### Your tasks
- 1) According to the email about the fast sbappend patch, what does the socket buffer usually contain with TCP or other non-datagram sockets?
- 2) Copy out the portion of the email about the fast sbappend patch starting at "struct mbuf *m" and ending at "variable to test.".

### Supplied passage

__________

Skip site navigation (1)Skip section navigation (2)
Date:      Fri, 9 Feb 2001 16:46:11 -0800 (PST)
From:      Luigi Rizzo <rizzo@aciri.org>
To:        jlemon@flugsvamp.com (Jonathan Lemon)
Cc:        rizzo@aciri.org, net@freebsd.org
Subject:   Re: [patch] fast sbappend*, please try...
Message-ID:  <200102100046.f1A0kBB12081@iguana.aciri.org>
In-Reply-To: <200102100013.f1A0DNp76359@prism.flugsvamp.com> from Jonathan Lemon at "Feb 9, 2001  6:13:23 pm"

next in thread | previous in thread | raw e-mail | index | archive | help
Thanks for the feedback...

there is another (performance) problem in my code, actually:
with TCP, or non-datagram sockets, the socket buffer usually
contains a single record, so that sbappend would still have to
scan the chain m->m_next . An additional tail pointer would
be needed to avoid that overhead as well in the generic case:

    sb_mb------>[  ]---[  ]---[  ]
		 |
		[  ]---[  ]---[  ]---[  ]
		 |
		[  ]---[  ]
		 |
    sb_mb_tail->[  ]---[  ]---[  ]---[  ]<--sb_mb_end


>     - I dislike having sb_mb_tail only being valid if sb_mb is NULL;
>       to me, this is non-obvious, and I feel it would be cleaner to
>       always make it valid

(actually, in my code sb_mb_tail is only valid if sb_mb is non_null,
and to me this seems reasonable, as the append code needs to
differentiate an empty queue anyways).  I see your point, but the
end result is probably not that different, with my approach
sbappendmbuf would just be

	if (sb->sb_mb == NULL)
		sb->sb_mb = m ;
	else
		sb->sb_mb_tail->m_nextpkt = m;
	sb->sb_mb_tail = m ;

instead of

	struct mbuf *m = sb->sb_mb_tail;
	if (m)
		m->m_nextpkt = m0;
	else
		sb->sb_mb = m0;
	sb->sb_mb_tail = m0;

so basically you just change the variable to test.

>     - sbgettail() is misnamed, it should reflect the function that 
>       it is being used for in most cases (appending the new mbuf to 
>       an existing chain)

yes, the fact is that i first implemented as a 'get' function
and only at a later time realized that append was the most common
usage.

>     - I don't think that the fastscan sysctl is appropriate; either 

that is part of the debugging cruft, and was useful in this stage
to assert the difference in performance with and without the tail
pointer.

__________

### Provided data
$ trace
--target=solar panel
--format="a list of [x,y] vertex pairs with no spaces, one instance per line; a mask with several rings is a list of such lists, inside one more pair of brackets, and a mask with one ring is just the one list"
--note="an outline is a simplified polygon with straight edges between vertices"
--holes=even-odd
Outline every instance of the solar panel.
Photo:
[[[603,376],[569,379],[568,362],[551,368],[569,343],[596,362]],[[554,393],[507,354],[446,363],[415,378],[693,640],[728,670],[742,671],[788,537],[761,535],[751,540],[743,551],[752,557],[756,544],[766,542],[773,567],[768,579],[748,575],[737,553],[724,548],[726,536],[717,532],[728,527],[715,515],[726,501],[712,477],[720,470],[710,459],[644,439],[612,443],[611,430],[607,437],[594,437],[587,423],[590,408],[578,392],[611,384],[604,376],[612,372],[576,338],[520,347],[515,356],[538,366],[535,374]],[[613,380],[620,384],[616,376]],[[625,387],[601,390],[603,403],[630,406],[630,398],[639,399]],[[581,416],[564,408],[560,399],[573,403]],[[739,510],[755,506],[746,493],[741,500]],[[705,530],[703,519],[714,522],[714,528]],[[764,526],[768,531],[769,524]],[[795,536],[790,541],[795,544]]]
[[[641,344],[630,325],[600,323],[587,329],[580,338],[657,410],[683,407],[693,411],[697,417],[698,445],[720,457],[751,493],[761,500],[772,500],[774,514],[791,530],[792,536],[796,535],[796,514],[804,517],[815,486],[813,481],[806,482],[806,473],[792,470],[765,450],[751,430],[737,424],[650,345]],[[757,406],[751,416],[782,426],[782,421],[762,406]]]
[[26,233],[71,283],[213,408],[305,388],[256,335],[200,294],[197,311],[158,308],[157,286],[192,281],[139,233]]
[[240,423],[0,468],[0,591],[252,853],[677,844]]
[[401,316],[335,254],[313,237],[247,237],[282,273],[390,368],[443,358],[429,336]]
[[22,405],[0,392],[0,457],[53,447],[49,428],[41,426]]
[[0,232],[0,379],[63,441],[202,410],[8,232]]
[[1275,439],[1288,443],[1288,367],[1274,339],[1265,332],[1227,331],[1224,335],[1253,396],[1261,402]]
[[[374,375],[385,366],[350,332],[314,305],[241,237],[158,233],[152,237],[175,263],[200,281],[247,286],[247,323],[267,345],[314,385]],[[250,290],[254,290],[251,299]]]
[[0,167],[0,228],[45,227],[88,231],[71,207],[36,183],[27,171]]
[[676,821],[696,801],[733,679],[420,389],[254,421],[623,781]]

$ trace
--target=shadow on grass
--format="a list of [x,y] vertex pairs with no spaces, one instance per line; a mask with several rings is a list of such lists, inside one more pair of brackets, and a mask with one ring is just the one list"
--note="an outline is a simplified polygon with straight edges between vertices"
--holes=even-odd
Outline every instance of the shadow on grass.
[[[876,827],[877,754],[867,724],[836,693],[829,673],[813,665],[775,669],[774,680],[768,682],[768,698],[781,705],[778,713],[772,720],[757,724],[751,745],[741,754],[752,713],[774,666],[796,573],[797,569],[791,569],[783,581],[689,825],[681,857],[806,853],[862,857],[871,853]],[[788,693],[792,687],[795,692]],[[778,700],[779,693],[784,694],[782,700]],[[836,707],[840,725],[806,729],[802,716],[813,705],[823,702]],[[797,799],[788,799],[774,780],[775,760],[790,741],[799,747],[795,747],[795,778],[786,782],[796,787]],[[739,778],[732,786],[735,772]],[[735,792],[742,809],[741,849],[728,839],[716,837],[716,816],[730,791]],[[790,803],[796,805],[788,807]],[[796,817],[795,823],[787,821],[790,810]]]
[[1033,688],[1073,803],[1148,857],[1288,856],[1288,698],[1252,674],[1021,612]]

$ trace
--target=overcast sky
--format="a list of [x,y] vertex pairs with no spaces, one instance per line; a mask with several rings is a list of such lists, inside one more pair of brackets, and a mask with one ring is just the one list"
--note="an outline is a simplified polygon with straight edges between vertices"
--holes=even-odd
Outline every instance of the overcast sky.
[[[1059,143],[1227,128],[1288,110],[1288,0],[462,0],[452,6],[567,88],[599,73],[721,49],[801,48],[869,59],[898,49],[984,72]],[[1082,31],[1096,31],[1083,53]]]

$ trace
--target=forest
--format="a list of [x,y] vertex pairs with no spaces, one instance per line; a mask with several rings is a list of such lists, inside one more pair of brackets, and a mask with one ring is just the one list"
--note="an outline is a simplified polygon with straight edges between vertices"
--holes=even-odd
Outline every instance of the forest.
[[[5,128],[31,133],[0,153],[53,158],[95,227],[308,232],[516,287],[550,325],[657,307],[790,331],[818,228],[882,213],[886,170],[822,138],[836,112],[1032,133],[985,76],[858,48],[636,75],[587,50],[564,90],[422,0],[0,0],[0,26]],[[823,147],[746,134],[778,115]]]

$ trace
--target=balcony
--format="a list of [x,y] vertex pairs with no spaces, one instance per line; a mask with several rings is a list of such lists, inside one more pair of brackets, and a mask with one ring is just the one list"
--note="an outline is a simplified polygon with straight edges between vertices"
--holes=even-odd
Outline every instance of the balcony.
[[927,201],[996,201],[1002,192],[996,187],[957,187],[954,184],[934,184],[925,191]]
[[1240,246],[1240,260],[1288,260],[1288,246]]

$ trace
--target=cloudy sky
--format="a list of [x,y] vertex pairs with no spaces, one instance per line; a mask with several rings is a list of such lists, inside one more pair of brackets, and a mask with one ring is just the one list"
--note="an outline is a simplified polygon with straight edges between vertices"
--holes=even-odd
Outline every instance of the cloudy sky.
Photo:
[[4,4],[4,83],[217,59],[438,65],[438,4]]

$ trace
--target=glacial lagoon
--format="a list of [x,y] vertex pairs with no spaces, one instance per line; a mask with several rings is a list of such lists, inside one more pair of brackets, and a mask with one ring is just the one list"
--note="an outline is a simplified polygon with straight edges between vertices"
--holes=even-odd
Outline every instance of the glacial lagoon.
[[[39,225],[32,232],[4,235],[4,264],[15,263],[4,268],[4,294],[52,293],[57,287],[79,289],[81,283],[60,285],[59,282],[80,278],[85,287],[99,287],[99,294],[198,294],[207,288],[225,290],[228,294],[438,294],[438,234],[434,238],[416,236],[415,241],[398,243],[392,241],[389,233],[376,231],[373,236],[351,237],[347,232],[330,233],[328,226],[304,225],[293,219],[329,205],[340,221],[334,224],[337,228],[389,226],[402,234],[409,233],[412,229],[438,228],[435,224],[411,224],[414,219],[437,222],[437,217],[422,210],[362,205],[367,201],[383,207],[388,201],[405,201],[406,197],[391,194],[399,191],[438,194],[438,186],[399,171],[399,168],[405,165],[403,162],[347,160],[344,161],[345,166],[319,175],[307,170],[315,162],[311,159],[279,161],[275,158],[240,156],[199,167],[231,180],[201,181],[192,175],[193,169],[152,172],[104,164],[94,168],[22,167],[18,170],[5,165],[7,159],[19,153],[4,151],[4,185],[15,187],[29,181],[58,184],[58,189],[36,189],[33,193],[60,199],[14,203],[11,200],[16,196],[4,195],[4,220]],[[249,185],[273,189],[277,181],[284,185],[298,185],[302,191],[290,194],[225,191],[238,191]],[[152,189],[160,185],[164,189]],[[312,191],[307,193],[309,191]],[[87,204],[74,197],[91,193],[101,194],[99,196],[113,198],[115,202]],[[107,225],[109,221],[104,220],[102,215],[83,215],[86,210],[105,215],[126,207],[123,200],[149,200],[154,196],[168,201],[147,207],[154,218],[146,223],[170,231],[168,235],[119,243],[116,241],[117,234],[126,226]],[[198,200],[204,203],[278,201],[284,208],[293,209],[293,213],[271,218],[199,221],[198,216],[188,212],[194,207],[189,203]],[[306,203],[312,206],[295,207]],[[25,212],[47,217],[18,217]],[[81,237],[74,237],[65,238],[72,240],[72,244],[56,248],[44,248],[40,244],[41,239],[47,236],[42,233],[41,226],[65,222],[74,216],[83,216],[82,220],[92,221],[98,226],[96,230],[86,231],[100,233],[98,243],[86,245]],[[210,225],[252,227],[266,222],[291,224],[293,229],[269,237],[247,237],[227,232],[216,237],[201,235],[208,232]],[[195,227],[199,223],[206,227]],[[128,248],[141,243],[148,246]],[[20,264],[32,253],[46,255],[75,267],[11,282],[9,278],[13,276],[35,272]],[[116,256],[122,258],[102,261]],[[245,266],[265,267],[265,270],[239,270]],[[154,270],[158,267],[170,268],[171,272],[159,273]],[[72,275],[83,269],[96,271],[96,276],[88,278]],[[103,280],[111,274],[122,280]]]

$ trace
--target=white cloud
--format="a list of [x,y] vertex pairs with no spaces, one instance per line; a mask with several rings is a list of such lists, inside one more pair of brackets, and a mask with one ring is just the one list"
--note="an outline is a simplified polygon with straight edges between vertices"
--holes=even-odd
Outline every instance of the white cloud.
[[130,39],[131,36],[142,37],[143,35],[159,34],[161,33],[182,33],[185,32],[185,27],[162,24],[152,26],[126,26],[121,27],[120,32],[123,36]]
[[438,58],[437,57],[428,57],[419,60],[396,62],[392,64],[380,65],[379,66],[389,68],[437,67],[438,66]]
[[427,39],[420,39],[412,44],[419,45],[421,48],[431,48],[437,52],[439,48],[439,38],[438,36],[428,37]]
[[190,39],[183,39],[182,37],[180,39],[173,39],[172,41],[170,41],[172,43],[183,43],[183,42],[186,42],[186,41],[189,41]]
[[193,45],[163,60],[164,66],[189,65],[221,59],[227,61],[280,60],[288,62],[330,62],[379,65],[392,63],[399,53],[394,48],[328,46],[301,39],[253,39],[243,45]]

__________

### Outputs in order
- 1) A single record.

- 2)
struct mbuf *m = sb->sb_mb_tail;
	if (m)
		m->m_nextpkt = m0;
	else
		sb->sb_mb = m0;
	sb->sb_mb_tail = m0;

so basically you just change the variable to test.